§ Record excerpts:
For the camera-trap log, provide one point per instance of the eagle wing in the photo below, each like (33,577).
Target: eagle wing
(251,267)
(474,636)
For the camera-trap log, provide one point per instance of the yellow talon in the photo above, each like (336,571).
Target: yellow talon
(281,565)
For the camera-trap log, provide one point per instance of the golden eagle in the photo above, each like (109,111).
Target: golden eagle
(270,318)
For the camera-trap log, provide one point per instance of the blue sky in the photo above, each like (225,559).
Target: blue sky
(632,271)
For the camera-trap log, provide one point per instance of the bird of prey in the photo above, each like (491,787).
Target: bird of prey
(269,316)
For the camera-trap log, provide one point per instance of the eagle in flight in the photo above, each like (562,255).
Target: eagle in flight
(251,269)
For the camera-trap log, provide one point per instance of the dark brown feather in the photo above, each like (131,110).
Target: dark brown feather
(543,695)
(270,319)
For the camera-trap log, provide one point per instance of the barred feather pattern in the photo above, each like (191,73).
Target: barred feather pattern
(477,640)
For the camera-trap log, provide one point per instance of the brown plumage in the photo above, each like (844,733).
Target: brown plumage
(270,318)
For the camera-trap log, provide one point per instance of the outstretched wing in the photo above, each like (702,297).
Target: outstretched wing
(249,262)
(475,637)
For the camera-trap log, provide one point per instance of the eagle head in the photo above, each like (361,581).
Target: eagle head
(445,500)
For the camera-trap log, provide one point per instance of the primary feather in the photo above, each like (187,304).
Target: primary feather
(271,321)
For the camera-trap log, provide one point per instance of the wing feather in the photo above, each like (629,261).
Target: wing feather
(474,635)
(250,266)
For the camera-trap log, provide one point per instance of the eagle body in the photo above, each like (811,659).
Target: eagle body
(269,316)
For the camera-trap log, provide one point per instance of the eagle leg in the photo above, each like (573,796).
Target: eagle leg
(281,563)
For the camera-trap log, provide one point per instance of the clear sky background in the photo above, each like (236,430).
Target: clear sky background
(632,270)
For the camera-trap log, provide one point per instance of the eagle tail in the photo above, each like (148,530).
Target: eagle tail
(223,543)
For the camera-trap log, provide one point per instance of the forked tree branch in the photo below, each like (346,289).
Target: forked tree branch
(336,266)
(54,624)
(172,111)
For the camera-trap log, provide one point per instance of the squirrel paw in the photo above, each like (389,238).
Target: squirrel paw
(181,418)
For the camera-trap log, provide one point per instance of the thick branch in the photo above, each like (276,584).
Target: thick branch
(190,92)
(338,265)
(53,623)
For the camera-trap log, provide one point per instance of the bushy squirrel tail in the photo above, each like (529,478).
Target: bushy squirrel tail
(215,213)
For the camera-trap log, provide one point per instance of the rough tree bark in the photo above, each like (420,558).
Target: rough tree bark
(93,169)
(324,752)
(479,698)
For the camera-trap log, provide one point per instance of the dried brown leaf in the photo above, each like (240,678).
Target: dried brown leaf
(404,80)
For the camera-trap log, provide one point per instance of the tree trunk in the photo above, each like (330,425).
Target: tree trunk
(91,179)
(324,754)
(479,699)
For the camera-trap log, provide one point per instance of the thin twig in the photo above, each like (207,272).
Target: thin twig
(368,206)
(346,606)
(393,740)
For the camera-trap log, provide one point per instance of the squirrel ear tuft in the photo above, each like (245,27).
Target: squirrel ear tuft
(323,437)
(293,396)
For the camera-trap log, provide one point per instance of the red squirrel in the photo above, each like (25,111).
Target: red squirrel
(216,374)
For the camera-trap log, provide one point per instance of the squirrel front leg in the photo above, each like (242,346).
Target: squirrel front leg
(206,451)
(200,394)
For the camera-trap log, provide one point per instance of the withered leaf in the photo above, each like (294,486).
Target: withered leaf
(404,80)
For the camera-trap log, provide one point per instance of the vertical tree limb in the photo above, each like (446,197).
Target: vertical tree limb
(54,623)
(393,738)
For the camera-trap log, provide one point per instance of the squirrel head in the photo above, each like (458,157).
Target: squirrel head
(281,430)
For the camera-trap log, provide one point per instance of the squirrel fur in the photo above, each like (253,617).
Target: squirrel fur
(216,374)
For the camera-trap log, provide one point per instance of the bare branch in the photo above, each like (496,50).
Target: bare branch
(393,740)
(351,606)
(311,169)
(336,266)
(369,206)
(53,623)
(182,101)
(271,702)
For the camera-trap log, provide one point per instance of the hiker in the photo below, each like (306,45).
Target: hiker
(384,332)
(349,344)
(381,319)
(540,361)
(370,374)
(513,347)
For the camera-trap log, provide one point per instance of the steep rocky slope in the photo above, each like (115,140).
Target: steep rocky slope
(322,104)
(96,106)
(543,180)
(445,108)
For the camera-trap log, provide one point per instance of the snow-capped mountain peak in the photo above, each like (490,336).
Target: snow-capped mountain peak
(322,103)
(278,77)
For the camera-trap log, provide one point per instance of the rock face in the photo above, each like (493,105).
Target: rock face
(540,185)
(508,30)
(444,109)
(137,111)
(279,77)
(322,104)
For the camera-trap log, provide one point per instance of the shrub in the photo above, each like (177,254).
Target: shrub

§ Requirements: Transcribe all lines as written.

§ Solution for this task:
For the camera-trap log, provide one point per instance of the eagle wing in the photo below, each like (33,577).
Target: eagle wing
(251,267)
(474,636)
For the camera-trap log, provide one point per instance of the yellow talon in the photo above, each like (336,571).
Target: yellow talon
(281,565)
For the camera-trap log, provide one point per instance of the golden eagle in the photo above, each like (109,111).
Target: golden eagle
(270,318)
For the camera-trap log, provide one point per instance of the blue sky in the photo above, each like (225,559).
Target: blue sky
(632,271)
For the camera-trap log, provide one point per instance of the bird of prey in the photo above, each like (491,787).
Target: bird of prey
(269,316)
For the camera-trap log, provide one point per instance of the eagle in flight in the photo above, each like (562,255).
Target: eagle in flight
(251,269)
For the camera-trap log, provide one point per instance of the dark brown feather in the photo above, each like (131,110).
Target: dark brown feather
(543,695)
(270,319)
For the camera-trap log, provide one point per instance of the barred feather pattern in the photo above, each like (191,73).
Target: barred feather pattern
(477,640)
For the camera-trap log, provide one point per instance of the brown plumage in the photo above, each like (844,733).
Target: brown plumage
(270,318)
For the camera-trap log, provide one point per instance of the outstretched wing in the photo above, each like (702,297).
Target: outstretched wing
(249,262)
(475,637)
For the camera-trap log, provide one point per instance of the eagle head in the photo above, each like (361,581).
Target: eagle head
(445,500)
For the camera-trap log, provide one point per instance of the primary feather in the photo above, each like (187,304).
Target: primary feather
(271,321)
For the camera-trap log, provide one point per instance of the wing feather in the photo above, each like (629,261).
Target: wing feather
(474,635)
(250,266)
For the camera-trap log, provide one point per instance of the eagle body in the photo above, each like (811,659).
Target: eagle body
(269,316)
For the camera-trap log, provide one point per instance of the eagle leg in the photo above, each like (573,796).
Target: eagle leg
(281,563)
For the camera-trap log, provide one point per instance of the clear sky background in the photo above, each like (236,430).
Target: clear sky background
(632,270)
For the camera-trap log, provide one point per instance of the eagle tail in the photo above, each like (148,530).
Target: eagle tail
(223,543)
For the camera-trap log, provide one point per instance of the forked tree branch in the photo below, each like (346,289).
Target: forked tree branch
(336,266)
(54,624)
(172,111)
For the camera-trap log, provide one point per instance of the squirrel paw in the photo above, each like (389,238).
Target: squirrel paw
(181,418)
For the camera-trap log, provide one point per instance of the thick branch in the photo above, each like (276,584).
Target: thick branch
(190,92)
(338,265)
(53,623)
For the camera-trap log, provide one point per instance of the bushy squirrel tail in the photo above, each like (529,478).
Target: bushy squirrel tail
(215,213)
For the camera-trap log, provide one point per instance of the rough tree bark in the photo above, each like (420,558).
Target: rough tree bark
(93,169)
(324,752)
(479,698)
For the camera-trap log, provide one point per instance of the dried brown leaf in the photo above, each like (240,678).
Target: dried brown leaf
(404,80)
For the camera-trap log, provide one point per instance of the tree trunk in the photo above, each like (330,425).
Target: tree trunk
(91,179)
(324,754)
(479,699)
For the camera-trap log, provide one point per instance of the thin twig in the photo above, each like (207,272).
Target: thin twig
(368,206)
(346,606)
(393,740)
For the camera-trap log, provide one point per instance of the squirrel ear tuft in the photo above, each like (245,27).
Target: squirrel ear tuft
(323,437)
(293,396)
For the camera-trap log, provide one point per instance of the red squirrel in the photo above, each like (25,111).
Target: red squirrel
(216,374)
For the camera-trap log, provide one point per instance of the squirrel front leg in the photo above, each like (242,346).
Target: squirrel front leg
(206,451)
(200,394)
For the camera-trap log, provide one point per instance of the withered leaf in the photo above, each like (294,486).
Target: withered leaf
(404,80)
For the camera-trap log, provide one point per instance of the vertical tree limb in the photo above, each like (446,197).
Target: vertical tree limb
(54,623)
(393,738)
For the camera-trap log, provide one point per instance of the squirrel head in the photo above, each like (458,157).
Target: squirrel head
(281,430)
For the camera-trap log, provide one point per instance of the squirrel fur in the photo above, each like (253,617).
Target: squirrel fur
(216,374)
For the camera-trap log, provide one point per instance of the bare branch in the photo above, each like (496,50).
Target: bare branch
(393,740)
(351,606)
(311,169)
(336,266)
(369,206)
(53,623)
(182,101)
(271,702)
For the camera-trap log, provide one point per instance of the hiker in the photo below, each like (306,45).
Target: hiker
(384,332)
(349,344)
(381,319)
(540,361)
(370,374)
(513,347)
For the camera-trap log, provide one point per instance of the steep rocky slope in the photo above, each like (115,140).
Target: steep rocky slope
(322,104)
(96,106)
(543,180)
(445,108)
For the camera-trap log, provide one point per instance of the snow-capped mountain peak in the photo above, each like (490,336).
Target: snow-capped mountain peak
(322,103)
(278,77)
For the camera-trap log, provide one point per instance of the rock face in the photo above, each like (493,105).
Target: rock face
(540,185)
(508,30)
(444,109)
(137,111)
(279,77)
(322,104)
For the camera-trap log, provide one point per instance of the shrub in the photo above, each like (177,254).
Target: shrub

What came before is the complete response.